=== Data excerpts ===
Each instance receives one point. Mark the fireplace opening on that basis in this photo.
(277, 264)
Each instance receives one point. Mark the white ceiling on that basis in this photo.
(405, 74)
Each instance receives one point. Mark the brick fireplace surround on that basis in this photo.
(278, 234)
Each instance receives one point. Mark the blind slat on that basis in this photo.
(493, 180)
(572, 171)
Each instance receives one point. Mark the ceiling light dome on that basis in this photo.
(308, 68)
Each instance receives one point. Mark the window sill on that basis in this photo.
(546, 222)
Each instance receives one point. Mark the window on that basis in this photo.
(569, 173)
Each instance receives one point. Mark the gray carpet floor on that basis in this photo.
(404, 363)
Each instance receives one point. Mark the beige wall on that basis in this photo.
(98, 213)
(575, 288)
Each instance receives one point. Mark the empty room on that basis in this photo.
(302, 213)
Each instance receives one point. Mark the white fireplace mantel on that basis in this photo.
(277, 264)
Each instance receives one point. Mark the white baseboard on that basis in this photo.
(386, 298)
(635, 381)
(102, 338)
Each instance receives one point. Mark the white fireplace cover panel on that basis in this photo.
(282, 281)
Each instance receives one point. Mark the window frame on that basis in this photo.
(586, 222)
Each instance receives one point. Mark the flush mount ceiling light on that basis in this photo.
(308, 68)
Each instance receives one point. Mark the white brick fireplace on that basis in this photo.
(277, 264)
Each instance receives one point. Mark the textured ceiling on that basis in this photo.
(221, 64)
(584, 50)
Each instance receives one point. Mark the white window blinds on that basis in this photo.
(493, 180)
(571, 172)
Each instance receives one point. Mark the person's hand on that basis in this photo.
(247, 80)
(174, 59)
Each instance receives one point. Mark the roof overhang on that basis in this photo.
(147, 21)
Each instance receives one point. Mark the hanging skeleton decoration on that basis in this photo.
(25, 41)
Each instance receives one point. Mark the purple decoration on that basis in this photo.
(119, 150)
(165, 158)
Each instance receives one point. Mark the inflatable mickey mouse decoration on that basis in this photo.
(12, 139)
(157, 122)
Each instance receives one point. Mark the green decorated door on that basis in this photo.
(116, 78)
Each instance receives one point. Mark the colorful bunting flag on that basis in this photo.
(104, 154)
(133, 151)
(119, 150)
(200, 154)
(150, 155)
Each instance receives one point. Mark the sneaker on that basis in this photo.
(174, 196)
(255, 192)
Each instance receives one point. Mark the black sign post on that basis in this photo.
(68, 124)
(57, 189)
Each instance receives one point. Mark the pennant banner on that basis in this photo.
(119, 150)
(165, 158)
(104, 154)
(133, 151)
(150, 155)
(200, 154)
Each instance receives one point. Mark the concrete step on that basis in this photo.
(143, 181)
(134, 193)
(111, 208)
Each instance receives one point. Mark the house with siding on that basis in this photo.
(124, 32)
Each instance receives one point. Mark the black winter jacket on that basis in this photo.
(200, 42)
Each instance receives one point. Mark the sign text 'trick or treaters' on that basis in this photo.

=== Your objective ===
Extract all of the data above without altering anything.

=== Result below ===
Each instance receives one point. Mark the fireplace opening on that basis in this photo.
(277, 264)
Each instance receives one point. Mark the white ceiling on that basis in this photo.
(405, 74)
Each instance receives one point. Mark the brick fireplace surround on that basis in this photo.
(278, 234)
Each instance receives one point. Mark the blind slat on that basis in this photo.
(493, 180)
(572, 171)
Each instance receives one point. Mark the ceiling light dome on that basis in this photo.
(308, 68)
Each instance receives one point. Mark the window sill on that basis in this photo.
(546, 222)
Each instance receives one point. Mark the window on that basis in this photo.
(569, 173)
Each instance receives one point. Mark the gray carpet floor on that basis in this photo.
(404, 363)
Each instance receives one point. Mark the beige wall on that basis in this photo.
(98, 213)
(575, 288)
Each instance receives one point. Mark the empty room on that basis in this photo.
(302, 213)
Each instance receives one point. Mark the white fireplace mantel on that basis in this photo.
(277, 264)
Each instance receives one point. Mark the white baseboard on that basis in this photo.
(386, 298)
(635, 381)
(102, 338)
Each instance receives one point. Mark the white fireplace cover panel on that basis in this photo.
(282, 281)
Each instance receives one point. Mark the window frame on that basis in this photo.
(586, 222)
Each instance receives one point. Mark the flush mount ceiling light on that basis in this photo.
(308, 68)
Each instance receives one point. Mark the white brick fireplace on that basis in this photo.
(277, 264)
Each instance receives one point. Mark the textured ceiling on that basis in this photo.
(221, 64)
(584, 50)
Each instance receives one point. Mark the white window blinds on that basis in this photo.
(493, 180)
(571, 172)
Each instance receives one point. Mark the person's hand on that basis in this photo.
(247, 80)
(174, 59)
Each instance receives one point. Mark the roof overhang on that basis in this photo.
(147, 21)
Each instance receives one point. Mark the hanging skeleton decoration on that basis in this photo.
(25, 41)
Each instance receives one point. Mark the purple decoration on that basis in this photo.
(119, 150)
(165, 158)
Each instance receives one point. Mark the inflatable mickey mouse decoration on that basis in this photo.
(12, 139)
(157, 122)
Each instance receives one point. Mark the green decorated door on that basis in this photo.
(116, 78)
Each instance receives one point. Mark the colorful bunting flag on that basis in this photo.
(104, 154)
(133, 151)
(119, 150)
(200, 154)
(150, 155)
Each instance receives one point. Mark the sneaker on that basis in this photo.
(174, 196)
(255, 192)
Each instance receives one point. Mark the black sign post on that basis in this photo.
(68, 124)
(57, 189)
Each instance receives one point. Mark the pennant banner on that basis in this photo.
(119, 150)
(165, 158)
(104, 154)
(133, 151)
(150, 155)
(200, 154)
Each instance receives one point. Mark the concrete step on that basis in this photo.
(143, 181)
(134, 193)
(111, 208)
Each instance receives one point. Mark the house with siding on that basis in this photo.
(124, 32)
Each instance receives one point. Mark the black winter jacket on that basis in this photo.
(200, 42)
Each instance receives one point. Mark the sign text 'trick or treaters' on that basis in this photo.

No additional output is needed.